**Data supplied:**
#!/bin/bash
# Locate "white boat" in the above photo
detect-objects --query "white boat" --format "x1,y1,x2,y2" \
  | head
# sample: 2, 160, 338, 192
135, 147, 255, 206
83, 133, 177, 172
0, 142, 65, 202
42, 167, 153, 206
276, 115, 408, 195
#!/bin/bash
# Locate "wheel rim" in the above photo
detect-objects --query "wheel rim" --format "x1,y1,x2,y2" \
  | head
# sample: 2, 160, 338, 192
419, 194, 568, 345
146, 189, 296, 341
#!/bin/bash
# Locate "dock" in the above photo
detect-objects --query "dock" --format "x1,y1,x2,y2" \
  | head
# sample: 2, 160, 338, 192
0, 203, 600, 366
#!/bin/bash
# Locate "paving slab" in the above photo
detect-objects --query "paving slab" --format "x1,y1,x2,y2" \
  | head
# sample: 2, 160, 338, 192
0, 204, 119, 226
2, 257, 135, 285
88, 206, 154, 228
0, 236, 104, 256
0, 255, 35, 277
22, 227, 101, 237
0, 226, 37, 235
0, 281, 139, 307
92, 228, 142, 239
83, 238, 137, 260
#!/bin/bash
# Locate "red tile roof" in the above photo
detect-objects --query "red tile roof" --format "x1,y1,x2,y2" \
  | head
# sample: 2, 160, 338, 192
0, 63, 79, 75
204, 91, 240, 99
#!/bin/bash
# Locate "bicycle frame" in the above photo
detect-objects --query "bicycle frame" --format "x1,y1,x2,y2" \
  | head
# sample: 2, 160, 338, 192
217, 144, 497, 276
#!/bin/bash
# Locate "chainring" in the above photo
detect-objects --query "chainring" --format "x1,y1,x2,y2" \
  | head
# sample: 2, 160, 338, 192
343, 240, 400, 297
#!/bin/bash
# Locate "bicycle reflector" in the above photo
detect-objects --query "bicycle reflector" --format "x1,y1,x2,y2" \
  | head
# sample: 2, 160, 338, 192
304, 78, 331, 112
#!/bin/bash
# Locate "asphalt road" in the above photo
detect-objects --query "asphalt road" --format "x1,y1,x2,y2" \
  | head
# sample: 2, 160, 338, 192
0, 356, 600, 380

**Objective:** Count the lines in the items above that contain the word "reflector". Reply with the number alone.

**Task result:** 2